_Work order_.
From the first line to the last, copy the listing below word for word.

Start of Data in this exercise

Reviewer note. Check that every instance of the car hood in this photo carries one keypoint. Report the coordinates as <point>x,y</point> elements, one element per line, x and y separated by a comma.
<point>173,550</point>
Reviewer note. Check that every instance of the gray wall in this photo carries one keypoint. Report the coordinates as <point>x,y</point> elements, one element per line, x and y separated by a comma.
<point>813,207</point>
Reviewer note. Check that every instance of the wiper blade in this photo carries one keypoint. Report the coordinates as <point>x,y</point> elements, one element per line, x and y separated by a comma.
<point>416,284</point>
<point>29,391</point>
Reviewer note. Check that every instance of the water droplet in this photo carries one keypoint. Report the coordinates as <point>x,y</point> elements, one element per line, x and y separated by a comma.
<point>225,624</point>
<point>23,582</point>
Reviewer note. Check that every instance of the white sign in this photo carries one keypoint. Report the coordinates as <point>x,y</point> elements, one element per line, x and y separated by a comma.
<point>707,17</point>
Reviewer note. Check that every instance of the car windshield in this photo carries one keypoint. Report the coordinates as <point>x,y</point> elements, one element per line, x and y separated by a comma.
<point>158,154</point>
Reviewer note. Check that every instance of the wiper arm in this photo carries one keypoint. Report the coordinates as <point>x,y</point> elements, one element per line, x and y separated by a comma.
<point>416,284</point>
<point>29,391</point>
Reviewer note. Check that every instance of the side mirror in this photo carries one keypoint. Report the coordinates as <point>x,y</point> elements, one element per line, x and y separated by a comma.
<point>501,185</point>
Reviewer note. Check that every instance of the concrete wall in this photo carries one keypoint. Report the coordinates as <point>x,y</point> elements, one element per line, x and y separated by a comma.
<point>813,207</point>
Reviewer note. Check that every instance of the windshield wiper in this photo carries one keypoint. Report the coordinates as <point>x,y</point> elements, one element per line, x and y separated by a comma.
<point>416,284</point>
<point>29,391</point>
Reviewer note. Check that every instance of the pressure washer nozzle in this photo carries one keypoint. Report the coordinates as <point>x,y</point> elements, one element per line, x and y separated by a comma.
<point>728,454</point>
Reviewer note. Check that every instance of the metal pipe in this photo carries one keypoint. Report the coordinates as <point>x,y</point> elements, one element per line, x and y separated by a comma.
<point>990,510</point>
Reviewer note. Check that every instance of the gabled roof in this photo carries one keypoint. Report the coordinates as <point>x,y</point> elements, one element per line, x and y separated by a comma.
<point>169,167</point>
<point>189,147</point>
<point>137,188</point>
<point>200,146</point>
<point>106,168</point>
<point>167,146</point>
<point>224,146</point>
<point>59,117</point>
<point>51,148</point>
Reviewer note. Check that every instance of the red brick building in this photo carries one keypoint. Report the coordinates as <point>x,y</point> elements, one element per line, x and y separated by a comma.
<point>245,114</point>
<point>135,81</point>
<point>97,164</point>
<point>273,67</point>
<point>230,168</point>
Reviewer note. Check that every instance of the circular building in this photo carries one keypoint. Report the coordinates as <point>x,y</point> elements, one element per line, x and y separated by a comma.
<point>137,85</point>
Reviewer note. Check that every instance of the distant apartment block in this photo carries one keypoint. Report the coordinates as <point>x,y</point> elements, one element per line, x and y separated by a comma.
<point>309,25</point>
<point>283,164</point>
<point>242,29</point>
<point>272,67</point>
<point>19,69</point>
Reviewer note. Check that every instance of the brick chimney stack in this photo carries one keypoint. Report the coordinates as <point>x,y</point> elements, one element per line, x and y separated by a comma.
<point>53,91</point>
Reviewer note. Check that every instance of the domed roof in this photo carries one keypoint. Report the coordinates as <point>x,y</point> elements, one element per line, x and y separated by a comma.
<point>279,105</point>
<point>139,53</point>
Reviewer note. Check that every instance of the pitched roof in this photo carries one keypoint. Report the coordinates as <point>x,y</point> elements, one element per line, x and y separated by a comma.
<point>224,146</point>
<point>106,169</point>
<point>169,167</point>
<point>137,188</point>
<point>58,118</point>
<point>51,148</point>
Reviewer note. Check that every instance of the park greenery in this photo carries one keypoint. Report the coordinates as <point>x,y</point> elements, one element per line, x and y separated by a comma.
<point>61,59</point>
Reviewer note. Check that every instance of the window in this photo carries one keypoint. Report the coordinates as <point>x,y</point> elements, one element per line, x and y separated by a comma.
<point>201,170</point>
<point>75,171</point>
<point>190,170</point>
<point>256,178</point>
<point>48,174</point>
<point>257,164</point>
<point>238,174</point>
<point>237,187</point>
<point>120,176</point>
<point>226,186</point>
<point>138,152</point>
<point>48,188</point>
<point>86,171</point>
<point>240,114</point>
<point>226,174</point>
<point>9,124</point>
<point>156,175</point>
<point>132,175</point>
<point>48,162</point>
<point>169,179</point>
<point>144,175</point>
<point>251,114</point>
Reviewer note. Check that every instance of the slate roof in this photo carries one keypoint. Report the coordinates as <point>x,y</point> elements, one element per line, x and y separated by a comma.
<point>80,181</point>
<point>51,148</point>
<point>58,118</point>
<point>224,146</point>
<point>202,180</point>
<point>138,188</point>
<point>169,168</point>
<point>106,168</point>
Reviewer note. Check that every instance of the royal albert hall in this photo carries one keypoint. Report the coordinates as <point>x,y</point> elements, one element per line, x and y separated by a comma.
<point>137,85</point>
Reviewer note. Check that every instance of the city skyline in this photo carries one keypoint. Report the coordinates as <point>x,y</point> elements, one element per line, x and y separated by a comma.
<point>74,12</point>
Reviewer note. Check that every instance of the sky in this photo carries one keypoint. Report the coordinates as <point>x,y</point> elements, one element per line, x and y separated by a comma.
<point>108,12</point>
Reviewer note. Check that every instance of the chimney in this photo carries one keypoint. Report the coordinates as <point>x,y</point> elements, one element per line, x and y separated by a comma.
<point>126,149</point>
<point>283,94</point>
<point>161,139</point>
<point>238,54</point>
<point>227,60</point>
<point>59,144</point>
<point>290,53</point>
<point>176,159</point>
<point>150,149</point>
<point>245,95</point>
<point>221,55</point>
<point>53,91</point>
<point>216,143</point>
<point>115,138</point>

End of Data in this exercise

_Task result_.
Reviewer note. Check that every instance of the car hood in this photo carries one keypoint. Report the coordinates as <point>x,y</point> elements, one element per line, x and y separated by a comma.
<point>173,550</point>
Reviewer note. Check that every instance of the gray wall in this photo carries one keypoint. Report the coordinates as <point>x,y</point> elements, one element per line, x and y separated by a comma.
<point>813,207</point>
Reviewer note. Check that every instance of the wiper blade in this photo carries one keypoint. Report the coordinates as <point>x,y</point> elements, one element per line, x and y separated by a comma.
<point>416,284</point>
<point>29,391</point>
Reviewer note. Check that every instance of the water droplet in this photo carries one keypoint. Report the coordinates as <point>x,y</point> elements, one element per line, x and y separated by a comma.
<point>225,624</point>
<point>23,582</point>
Reviewer note. Check that every instance of the white sign in this photo carries one keypoint. Report the coordinates as <point>x,y</point> elements, one element per line, x and y separated by a comma.
<point>707,17</point>
Reviewer note. Check that every instance of the car windshield in this photo carries one keypoint. Report the coordinates as <point>x,y</point> elements, one element per line, x and y separated by a comma.
<point>158,154</point>
Reviewer note. Check that every instance of the wiper arm in this photo carries one keypoint. Report the coordinates as <point>x,y</point> elements, one element per line, x and y separated by a comma.
<point>416,284</point>
<point>29,391</point>
Reviewer note. Check that every instance of the side mirror in this photo carries one keypoint. Report the coordinates as <point>x,y</point> elements, one element per line, x and y separated by a comma.
<point>501,185</point>
Reviewer note. Check that every instance of the concrete wall in this photo carries one keypoint. Report the coordinates as <point>x,y</point> elements, one element per line, x and y separated by a comma.
<point>813,207</point>
Reviewer note. Check that every instance of the windshield wiper in this photo carries one keypoint. Report the coordinates as <point>x,y</point> elements, one element per line, x and y separated by a comma.
<point>416,284</point>
<point>29,391</point>
Reviewer note. Check that every instance of the pressure washer nozzle in this photo carries one keypoint. Report the coordinates as <point>x,y</point> elements, one element per line, x and y separated by a comma.
<point>728,454</point>
Reviewer note. Check that every instance of the metal pipe in this photo carries one keypoint. Report the coordinates as <point>x,y</point> elements, one element per line, x and y separated by a comma.
<point>990,510</point>
Reviewer note. Check that every instance of the gabled roof in this photo carries one keypoint. Report the coordinates as <point>x,y</point> elements, one element per line, x and y separated by a comma.
<point>169,167</point>
<point>189,147</point>
<point>137,188</point>
<point>200,146</point>
<point>106,168</point>
<point>167,146</point>
<point>224,146</point>
<point>59,117</point>
<point>51,148</point>
Reviewer note. Check that every instance of the red brick building in this photo carries one keypoint. Report the coordinates as <point>x,y</point> elements, one element per line, x and y separated by a comma.
<point>245,114</point>
<point>135,81</point>
<point>97,164</point>
<point>273,67</point>
<point>230,168</point>
Reviewer note. Check that every instance of the circular building in this photo carries one keypoint. Report the coordinates as <point>x,y</point> elements, one element per line, x and y separated by a comma.
<point>137,85</point>
Reviewer note. Check that every instance of the distant apartment block in this photo carries one keypoint. Report the coordinates as <point>x,y</point> elements, one element per line, x and y separated by a comma.
<point>309,25</point>
<point>283,164</point>
<point>242,29</point>
<point>272,67</point>
<point>19,69</point>
Reviewer note. Check that every instance of the brick chimney stack in this photo carries one keypoint. Report the coordinates as <point>x,y</point> elements, one element per line, x and y separated by a comma.
<point>53,91</point>
Reviewer note. Check that every instance of the domed roof in this photo carries one keypoint. Report the coordinates as <point>x,y</point> elements, one element per line, x and y separated by a comma.
<point>279,105</point>
<point>139,53</point>
Reviewer note. Check that every instance of the pitched roof in this photo carries one keypoint. Report the coordinates as <point>x,y</point> elements, one element per line, x and y separated by a comma.
<point>224,146</point>
<point>106,169</point>
<point>169,167</point>
<point>137,188</point>
<point>58,118</point>
<point>51,148</point>
Reviewer note. Check that every instance of the park greenery in this photo carries one keypoint. Report the coordinates as <point>x,y</point> elements, one element per line, x and y separated by a comma.
<point>61,59</point>
Reviewer note. Check that every instance of the window in this photo carries one keypoint. Report the coordinates as <point>x,y</point> elements, one element per line, x and y separated by a comma.
<point>201,170</point>
<point>75,171</point>
<point>190,170</point>
<point>256,178</point>
<point>48,174</point>
<point>257,164</point>
<point>238,174</point>
<point>237,187</point>
<point>120,176</point>
<point>226,186</point>
<point>138,152</point>
<point>48,188</point>
<point>86,171</point>
<point>240,114</point>
<point>226,174</point>
<point>9,124</point>
<point>156,175</point>
<point>132,175</point>
<point>48,162</point>
<point>169,179</point>
<point>144,175</point>
<point>251,114</point>
Reviewer note. Check that every instance of the slate roof in this photo carries one keypoint. Report the coordinates as <point>x,y</point> elements, one element per line, x and y separated by a comma.
<point>80,181</point>
<point>51,148</point>
<point>58,118</point>
<point>224,146</point>
<point>202,180</point>
<point>138,188</point>
<point>169,168</point>
<point>106,168</point>
Reviewer note. Check that every instance of the royal albert hall in this photo carries one keypoint. Report the coordinates as <point>x,y</point> elements, one element per line, x and y separated by a comma.
<point>137,85</point>
Reviewer note. Check that every instance of the city skyline in this photo carries one keypoint. Report the coordinates as <point>x,y</point> elements, one element per line, x and y separated by a comma.
<point>74,12</point>
Reviewer note. Check that every instance of the sky in this photo carries one keypoint. Report the coordinates as <point>x,y</point> elements, one element per line, x and y separated by a comma.
<point>108,12</point>
Reviewer note. Check that every instance of the chimney in this photo carries one keypoint. Report the coordinates as <point>x,y</point> elements, one element per line, x and y separated by a comma.
<point>126,149</point>
<point>283,94</point>
<point>161,139</point>
<point>238,54</point>
<point>227,60</point>
<point>59,144</point>
<point>290,53</point>
<point>176,159</point>
<point>150,149</point>
<point>245,95</point>
<point>221,55</point>
<point>53,91</point>
<point>216,143</point>
<point>115,138</point>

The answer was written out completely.